#### [Passage]
____________________

Anyone who has ever read a novel in translation - anyone with an interest in modern literature - owes a huge debt to translators, an elite few of whom have elevated translation to an art. Even so, any reader will acknowledge that the business of transferring literature from one language to another must sacrifice something between the original and the new version. Lyngstad appears to believe that the success of his translation lies in denouncing previous translations. He writes in his outrageously aggressive preface:

"Both the English rendering of 1899 by George Egerton, alias of Mary Chavelita Dunne, and Robert Bly's American one of 1967 have egregious flaws that might cause any author to despair of ever being understood beyond the confines of his or her own national culture."

____________________

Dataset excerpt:
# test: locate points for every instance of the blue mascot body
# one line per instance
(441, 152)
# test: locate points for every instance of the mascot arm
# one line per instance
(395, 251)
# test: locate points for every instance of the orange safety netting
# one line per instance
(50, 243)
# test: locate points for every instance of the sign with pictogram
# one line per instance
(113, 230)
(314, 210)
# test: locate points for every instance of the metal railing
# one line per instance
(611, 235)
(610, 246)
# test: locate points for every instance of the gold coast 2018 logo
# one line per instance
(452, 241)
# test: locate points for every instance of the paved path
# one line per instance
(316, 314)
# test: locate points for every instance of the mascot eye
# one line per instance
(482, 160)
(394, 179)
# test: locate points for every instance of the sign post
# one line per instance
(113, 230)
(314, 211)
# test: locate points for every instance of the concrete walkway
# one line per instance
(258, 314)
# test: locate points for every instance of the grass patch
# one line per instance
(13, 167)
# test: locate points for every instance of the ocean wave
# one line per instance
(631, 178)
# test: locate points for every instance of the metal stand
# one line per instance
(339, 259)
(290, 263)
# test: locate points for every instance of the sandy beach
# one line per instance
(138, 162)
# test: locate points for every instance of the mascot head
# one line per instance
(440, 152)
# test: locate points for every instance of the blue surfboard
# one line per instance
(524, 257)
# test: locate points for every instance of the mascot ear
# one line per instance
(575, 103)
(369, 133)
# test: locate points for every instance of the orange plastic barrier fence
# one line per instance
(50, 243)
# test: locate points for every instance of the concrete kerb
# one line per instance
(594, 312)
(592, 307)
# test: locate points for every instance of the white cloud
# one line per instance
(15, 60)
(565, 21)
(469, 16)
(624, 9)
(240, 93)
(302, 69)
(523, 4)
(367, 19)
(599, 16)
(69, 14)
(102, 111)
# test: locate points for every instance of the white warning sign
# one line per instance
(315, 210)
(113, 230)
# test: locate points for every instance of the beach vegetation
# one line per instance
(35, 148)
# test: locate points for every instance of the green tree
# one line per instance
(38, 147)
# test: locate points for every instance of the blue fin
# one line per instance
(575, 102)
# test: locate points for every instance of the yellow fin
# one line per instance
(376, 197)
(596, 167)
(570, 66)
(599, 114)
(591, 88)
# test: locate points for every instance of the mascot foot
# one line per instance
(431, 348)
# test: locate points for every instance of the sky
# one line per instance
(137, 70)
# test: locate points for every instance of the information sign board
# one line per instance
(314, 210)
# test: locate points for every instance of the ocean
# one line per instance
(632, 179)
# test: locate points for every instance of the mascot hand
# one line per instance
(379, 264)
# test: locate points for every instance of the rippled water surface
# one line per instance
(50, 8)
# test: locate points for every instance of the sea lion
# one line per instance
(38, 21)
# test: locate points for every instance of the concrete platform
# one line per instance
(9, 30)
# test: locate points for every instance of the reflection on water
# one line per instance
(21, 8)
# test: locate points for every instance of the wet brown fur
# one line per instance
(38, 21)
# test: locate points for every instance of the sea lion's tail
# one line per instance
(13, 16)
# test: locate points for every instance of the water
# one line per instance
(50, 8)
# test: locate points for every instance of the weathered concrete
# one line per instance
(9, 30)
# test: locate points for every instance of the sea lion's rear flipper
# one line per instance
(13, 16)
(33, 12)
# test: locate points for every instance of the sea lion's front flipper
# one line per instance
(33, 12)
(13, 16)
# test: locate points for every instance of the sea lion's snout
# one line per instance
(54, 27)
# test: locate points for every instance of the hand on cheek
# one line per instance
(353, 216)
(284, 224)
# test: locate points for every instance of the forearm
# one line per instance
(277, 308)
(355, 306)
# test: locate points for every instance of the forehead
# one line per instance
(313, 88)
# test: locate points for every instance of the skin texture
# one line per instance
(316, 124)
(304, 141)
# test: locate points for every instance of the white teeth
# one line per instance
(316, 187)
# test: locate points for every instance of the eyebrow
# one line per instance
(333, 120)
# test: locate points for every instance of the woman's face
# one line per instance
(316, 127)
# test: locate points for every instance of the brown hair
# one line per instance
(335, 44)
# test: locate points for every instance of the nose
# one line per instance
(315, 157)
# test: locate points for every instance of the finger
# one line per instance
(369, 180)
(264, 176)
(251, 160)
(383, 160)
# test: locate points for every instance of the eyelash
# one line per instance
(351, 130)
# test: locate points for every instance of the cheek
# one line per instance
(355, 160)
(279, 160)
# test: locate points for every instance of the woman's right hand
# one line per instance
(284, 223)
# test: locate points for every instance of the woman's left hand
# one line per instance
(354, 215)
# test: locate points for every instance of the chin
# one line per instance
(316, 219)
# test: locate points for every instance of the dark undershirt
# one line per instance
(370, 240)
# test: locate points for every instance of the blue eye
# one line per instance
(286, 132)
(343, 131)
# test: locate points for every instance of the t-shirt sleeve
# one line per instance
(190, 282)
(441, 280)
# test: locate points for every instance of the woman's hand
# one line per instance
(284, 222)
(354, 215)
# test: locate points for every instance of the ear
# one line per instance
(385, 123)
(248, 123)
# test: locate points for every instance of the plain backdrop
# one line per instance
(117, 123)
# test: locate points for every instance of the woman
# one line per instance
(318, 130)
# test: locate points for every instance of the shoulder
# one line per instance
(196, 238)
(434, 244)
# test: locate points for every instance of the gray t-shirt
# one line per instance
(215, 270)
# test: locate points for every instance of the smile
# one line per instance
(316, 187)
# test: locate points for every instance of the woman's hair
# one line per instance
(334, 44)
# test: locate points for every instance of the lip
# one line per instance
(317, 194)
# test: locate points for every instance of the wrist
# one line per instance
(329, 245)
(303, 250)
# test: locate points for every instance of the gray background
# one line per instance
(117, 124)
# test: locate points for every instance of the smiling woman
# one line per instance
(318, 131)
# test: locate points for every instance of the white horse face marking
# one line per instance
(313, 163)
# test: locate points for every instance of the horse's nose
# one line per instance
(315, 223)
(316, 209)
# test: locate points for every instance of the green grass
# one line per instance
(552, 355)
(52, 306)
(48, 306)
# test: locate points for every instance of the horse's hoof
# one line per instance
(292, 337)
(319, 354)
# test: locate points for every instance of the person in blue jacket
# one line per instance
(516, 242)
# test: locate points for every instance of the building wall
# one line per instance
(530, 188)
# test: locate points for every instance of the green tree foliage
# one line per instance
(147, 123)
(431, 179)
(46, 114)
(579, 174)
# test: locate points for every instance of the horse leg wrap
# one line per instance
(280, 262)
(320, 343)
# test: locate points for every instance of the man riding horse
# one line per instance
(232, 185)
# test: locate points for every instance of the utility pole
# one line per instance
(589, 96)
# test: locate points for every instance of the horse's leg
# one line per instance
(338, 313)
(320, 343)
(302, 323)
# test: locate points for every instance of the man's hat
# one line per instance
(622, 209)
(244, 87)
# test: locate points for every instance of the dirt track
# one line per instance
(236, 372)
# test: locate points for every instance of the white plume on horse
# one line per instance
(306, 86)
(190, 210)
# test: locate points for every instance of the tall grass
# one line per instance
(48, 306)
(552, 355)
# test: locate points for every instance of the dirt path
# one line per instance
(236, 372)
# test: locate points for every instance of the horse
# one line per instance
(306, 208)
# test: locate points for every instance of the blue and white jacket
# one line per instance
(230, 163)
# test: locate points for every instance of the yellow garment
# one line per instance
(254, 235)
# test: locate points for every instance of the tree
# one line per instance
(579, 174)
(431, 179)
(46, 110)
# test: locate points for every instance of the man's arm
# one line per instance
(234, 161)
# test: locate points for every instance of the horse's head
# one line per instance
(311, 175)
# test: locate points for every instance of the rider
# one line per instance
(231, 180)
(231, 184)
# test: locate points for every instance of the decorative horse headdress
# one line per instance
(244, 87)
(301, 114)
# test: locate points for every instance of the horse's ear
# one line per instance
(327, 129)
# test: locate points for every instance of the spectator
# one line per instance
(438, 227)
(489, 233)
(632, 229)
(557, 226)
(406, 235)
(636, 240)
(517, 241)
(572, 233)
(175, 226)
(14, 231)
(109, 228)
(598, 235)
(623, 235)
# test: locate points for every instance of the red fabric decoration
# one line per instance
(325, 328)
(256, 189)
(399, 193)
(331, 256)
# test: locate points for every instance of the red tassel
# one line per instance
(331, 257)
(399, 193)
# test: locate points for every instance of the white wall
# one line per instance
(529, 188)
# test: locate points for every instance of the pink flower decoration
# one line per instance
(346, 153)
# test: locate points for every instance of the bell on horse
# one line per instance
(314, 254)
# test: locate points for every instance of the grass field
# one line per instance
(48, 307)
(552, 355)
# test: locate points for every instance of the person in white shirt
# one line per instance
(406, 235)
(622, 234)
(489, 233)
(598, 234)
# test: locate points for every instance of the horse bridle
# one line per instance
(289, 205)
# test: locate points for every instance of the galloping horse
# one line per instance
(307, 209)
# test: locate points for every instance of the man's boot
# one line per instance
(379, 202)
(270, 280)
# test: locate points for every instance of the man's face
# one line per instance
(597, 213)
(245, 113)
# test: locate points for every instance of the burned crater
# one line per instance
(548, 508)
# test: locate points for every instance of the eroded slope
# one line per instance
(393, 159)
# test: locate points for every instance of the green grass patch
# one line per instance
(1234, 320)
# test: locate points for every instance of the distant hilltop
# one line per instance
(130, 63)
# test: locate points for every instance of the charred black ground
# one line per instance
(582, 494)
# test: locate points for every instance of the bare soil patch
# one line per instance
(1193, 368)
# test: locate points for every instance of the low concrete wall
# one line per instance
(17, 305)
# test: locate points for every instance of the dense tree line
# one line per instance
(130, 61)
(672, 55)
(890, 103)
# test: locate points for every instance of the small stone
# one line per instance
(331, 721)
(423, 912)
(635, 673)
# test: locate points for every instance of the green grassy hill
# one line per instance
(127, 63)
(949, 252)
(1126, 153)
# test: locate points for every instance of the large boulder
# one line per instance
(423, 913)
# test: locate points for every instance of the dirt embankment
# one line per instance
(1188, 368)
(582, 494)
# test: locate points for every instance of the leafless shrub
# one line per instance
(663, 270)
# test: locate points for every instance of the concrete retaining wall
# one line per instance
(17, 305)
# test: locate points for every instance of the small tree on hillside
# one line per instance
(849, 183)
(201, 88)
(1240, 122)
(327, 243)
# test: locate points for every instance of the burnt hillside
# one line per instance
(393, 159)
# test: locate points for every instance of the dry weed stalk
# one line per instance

____________________

List every personal name in the passage about literary translation, in the order they appear.

#### [In response]
Lyngstad, George Egerton, Mary Chavelita Dunne, Robert Bly